_Reading text_.
※ ※ ※

5.2.1. Configuration of Baseline Neural Network Models

This study compares two baseline neural network models: BP and MBP. Both use the exact network dimensions and training configurations to ensure a fair comparison, as shown in Table 2. BP uses a fully connected structure. MBP, by adding an MHSA mechanism after the first hidden layer, along with residual connections and layer normalization, improves training stability and captures complex feature dependencies more effectively than BP.

5.2.2. Parameter Settings of Intelligent Optimization Algorithms

Table 3 compares parameter configurations for PSO and ISO. Both used identical population sizes, iteration numbers, parameter search ranges, and ICMIC chaotic initialization, as well as differential evolution strategies. The main difference is in their optimization mechanisms. PSO updates particle positions using the standard particle velocity update formula, which combines inertia with cognitive and social components to guide particles toward optimal solutions. In contrast, the SO algorithm simulates snake foraging by implementing a temperature-decay mechanism that gradually reduces exploration over time and a gender-based grouping strategy that divides agents into male and female groups to encourage diverse foraging and mating behaviors. This combination achieves a finer balance between global search and local exploitation through exploration, foraging, and mating.

5.2.3. NLOS Classification Results

Figure 6 illustrates the confusion matrices for five models: BP, MBP, RF, IPSO-MBP, and ISO-MBP. The NLOS recognition improves steadily from BP to ISO-MBP. There is a consistent decrease in false negatives and an increase in correctly classified samples. Notably, the ISO-MBP matrix has the most true positives and the fewest false negatives in the NLOS column, which aligns with its high recall and F1-score in Table 4.

※ ※ ※

[Mask labeling examples]
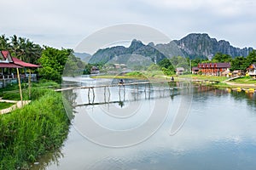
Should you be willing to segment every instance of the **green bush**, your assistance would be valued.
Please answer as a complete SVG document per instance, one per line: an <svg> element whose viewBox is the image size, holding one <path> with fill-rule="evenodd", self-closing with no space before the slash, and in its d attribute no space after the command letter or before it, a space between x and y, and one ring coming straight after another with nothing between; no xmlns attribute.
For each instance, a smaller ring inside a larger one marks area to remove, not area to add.
<svg viewBox="0 0 256 170"><path fill-rule="evenodd" d="M0 115L0 169L27 168L67 138L69 119L61 94L43 90L34 92L41 97L30 105Z"/></svg>

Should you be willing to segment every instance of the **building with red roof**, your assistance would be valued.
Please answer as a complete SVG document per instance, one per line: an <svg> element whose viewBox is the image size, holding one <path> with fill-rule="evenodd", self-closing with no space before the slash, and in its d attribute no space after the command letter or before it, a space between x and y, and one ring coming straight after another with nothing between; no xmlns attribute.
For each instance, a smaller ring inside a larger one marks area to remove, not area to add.
<svg viewBox="0 0 256 170"><path fill-rule="evenodd" d="M198 68L203 75L221 76L230 72L230 63L200 63Z"/></svg>
<svg viewBox="0 0 256 170"><path fill-rule="evenodd" d="M0 87L4 87L9 82L11 82L17 78L17 75L15 74L16 72L15 69L32 69L38 67L40 67L40 65L26 63L17 58L12 57L10 53L7 50L0 51ZM33 75L33 76L35 76ZM20 77L26 77L26 74L20 75Z"/></svg>

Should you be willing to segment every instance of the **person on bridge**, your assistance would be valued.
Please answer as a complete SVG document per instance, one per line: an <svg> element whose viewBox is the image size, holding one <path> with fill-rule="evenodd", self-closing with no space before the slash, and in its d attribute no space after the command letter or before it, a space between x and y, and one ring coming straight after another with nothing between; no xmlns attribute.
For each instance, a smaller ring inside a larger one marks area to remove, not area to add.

※ ※ ※

_Task list_.
1. In the reading on NLOS classification models, transcribe the passage from "Table 3 compares" to "foraging, and mating.".
2. In the reading on NLOS classification models, what mechanism does MBP add after the first hidden layer?

_Per-task answers_.
1.
Table 3 compares parameter configurations for PSO and ISO. Both used identical population sizes, iteration numbers, parameter search ranges, and ICMIC chaotic initialization, as well as differential evolution strategies. The main difference is in their optimization mechanisms. PSO updates particle positions using the standard particle velocity update formula, which combines inertia with cognitive and social components to guide particles toward optimal solutions. In contrast, the SO algorithm simulates snake foraging by implementing a temperature-decay mechanism that gradually reduces exploration over time and a gender-based grouping strategy that divides agents into male and female groups to encourage diverse foraging and mating behaviors. This combination achieves a finer balance between global search and local exploitation through exploration, foraging, and mating.

2. An MHSA mechanism.